-- RECORDED DATA follows --

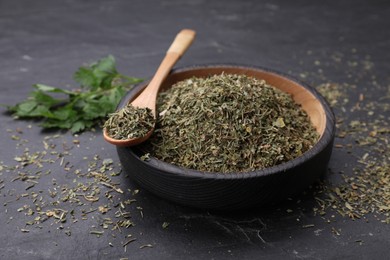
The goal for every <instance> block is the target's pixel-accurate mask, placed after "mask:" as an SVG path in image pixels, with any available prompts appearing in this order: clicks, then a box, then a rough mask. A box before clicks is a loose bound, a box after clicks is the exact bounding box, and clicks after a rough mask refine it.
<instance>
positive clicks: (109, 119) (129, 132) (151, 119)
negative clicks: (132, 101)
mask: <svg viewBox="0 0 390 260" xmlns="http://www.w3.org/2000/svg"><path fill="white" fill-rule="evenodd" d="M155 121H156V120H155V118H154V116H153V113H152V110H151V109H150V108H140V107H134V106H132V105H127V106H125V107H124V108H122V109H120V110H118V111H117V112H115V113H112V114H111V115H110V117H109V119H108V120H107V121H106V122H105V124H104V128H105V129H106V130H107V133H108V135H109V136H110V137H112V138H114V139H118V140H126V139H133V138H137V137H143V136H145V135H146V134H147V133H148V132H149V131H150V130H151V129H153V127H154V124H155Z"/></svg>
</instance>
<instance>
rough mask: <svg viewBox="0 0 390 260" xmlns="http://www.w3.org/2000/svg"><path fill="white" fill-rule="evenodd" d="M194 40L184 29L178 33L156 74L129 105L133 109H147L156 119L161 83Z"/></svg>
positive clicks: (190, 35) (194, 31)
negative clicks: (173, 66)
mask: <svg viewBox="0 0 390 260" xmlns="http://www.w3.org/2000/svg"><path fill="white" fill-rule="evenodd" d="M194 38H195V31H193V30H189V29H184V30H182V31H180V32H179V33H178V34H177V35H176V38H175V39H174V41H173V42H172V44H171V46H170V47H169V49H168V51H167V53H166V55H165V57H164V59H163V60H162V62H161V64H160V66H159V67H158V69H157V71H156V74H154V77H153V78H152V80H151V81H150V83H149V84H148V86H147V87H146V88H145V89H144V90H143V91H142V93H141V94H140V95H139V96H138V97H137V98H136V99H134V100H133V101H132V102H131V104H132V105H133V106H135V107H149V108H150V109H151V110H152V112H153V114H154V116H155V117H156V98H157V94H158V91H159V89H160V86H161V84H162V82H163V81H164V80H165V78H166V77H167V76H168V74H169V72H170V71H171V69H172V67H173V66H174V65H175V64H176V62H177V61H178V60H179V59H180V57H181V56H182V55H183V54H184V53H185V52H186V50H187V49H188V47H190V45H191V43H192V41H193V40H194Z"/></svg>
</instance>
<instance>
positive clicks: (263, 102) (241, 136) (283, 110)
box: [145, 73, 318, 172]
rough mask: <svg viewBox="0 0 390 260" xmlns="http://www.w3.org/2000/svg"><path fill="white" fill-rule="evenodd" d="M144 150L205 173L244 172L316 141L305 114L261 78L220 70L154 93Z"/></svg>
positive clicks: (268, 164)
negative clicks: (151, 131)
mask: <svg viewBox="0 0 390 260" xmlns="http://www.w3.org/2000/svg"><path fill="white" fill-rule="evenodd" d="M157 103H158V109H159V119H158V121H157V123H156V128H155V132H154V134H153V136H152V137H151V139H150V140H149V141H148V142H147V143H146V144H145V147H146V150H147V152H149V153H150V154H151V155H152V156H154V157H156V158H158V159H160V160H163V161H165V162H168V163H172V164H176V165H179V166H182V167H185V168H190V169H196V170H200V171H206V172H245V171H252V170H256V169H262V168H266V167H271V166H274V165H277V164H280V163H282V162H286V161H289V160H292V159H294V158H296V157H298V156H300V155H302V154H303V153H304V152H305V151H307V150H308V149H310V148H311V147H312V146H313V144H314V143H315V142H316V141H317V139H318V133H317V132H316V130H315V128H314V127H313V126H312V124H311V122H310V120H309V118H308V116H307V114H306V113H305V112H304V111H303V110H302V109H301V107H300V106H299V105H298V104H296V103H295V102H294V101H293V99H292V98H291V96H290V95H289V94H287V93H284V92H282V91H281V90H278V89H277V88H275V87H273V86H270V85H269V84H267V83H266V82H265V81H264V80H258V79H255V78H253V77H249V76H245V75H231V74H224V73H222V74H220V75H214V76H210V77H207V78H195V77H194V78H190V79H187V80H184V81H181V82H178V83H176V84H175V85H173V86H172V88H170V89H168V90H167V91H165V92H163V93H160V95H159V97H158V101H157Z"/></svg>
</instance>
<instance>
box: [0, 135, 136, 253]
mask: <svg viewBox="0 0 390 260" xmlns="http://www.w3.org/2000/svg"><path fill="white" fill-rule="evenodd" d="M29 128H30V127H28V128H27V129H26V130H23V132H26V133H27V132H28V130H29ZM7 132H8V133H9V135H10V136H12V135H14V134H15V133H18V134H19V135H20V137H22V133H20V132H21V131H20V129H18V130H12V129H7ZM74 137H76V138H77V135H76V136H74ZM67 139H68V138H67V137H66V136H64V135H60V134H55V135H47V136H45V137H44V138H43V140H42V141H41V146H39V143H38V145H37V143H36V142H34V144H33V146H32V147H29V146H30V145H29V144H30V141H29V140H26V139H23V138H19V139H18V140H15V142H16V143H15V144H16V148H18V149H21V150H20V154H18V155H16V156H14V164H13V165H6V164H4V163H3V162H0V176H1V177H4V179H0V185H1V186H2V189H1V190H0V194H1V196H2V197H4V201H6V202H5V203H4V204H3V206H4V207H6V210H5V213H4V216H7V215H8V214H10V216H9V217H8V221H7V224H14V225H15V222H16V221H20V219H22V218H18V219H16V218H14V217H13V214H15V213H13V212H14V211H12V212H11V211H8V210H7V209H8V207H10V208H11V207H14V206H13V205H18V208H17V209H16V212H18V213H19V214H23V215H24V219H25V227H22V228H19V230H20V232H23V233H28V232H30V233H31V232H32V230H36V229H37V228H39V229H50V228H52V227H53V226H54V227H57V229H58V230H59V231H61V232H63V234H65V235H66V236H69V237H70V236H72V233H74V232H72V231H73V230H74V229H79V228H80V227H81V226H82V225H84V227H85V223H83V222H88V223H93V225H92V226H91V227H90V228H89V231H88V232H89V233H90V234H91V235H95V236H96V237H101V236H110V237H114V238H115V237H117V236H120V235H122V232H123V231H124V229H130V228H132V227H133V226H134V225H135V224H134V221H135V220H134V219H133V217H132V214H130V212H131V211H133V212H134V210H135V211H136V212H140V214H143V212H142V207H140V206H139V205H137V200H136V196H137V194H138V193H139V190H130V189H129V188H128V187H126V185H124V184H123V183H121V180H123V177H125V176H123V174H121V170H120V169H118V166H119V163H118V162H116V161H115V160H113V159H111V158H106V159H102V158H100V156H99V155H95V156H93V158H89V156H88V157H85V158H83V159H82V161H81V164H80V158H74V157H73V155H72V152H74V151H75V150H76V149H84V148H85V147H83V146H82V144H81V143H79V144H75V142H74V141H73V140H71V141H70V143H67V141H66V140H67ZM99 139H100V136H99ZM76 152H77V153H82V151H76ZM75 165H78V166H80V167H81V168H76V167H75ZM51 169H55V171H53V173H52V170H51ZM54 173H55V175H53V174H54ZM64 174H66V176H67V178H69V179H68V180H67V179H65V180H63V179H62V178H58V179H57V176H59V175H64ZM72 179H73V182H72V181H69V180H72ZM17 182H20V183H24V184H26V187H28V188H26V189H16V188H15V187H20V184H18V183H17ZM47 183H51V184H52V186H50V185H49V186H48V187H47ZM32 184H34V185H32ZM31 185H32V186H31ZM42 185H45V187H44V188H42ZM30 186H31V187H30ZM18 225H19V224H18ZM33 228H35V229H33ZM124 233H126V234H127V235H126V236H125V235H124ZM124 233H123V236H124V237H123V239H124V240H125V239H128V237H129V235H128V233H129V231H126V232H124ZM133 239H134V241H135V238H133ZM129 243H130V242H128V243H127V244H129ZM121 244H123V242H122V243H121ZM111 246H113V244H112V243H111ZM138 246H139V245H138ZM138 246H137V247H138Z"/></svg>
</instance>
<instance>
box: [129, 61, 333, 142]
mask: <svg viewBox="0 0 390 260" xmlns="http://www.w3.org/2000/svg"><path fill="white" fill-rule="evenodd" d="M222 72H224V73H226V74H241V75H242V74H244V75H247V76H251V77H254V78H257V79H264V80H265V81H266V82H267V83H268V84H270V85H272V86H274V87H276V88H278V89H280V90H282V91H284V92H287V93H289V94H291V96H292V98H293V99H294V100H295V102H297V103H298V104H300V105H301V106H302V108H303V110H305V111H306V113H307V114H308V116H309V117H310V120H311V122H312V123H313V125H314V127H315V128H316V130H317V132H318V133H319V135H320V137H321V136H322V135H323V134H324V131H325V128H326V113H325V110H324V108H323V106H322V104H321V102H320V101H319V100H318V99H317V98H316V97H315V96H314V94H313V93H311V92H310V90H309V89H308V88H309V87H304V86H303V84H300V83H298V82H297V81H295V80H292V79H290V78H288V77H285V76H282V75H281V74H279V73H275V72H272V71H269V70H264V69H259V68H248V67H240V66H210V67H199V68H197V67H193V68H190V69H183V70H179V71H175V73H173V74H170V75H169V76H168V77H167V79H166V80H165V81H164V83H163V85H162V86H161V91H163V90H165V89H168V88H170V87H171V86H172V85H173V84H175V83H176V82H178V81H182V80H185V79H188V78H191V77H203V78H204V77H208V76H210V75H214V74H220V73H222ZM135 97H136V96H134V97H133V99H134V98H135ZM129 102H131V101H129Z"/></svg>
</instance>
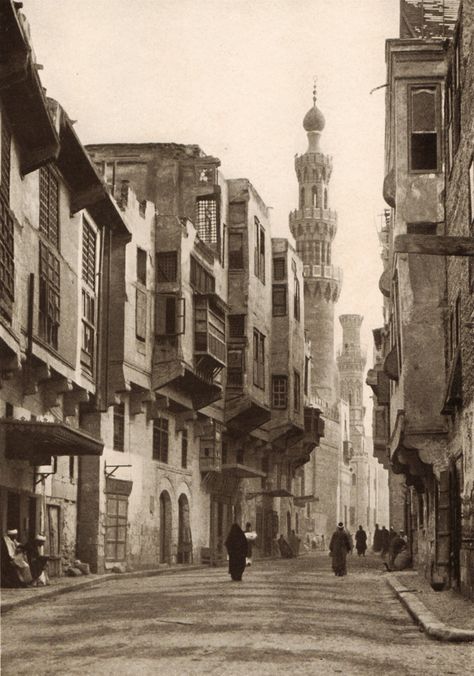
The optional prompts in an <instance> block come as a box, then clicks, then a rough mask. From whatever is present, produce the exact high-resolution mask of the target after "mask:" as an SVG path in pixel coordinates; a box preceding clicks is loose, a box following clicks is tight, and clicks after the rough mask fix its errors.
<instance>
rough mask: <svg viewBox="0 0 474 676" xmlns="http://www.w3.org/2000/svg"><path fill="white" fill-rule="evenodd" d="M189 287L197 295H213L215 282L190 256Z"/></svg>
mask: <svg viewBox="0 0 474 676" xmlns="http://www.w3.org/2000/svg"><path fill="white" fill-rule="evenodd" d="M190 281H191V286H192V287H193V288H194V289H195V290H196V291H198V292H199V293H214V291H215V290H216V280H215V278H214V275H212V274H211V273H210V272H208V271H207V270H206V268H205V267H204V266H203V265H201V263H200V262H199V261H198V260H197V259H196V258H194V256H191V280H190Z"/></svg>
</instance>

-- RECORDED DATA concluded --

**WORK TO COMPLETE**
What are the lines above that hold the string "positive"? Copy them.

**SOLUTION TO THIS EXERCISE**
positive clicks: (109, 119) (129, 132) (151, 119)
positive clicks: (190, 35) (194, 31)
positive clicks: (263, 102) (241, 136) (283, 110)
positive clicks: (268, 164)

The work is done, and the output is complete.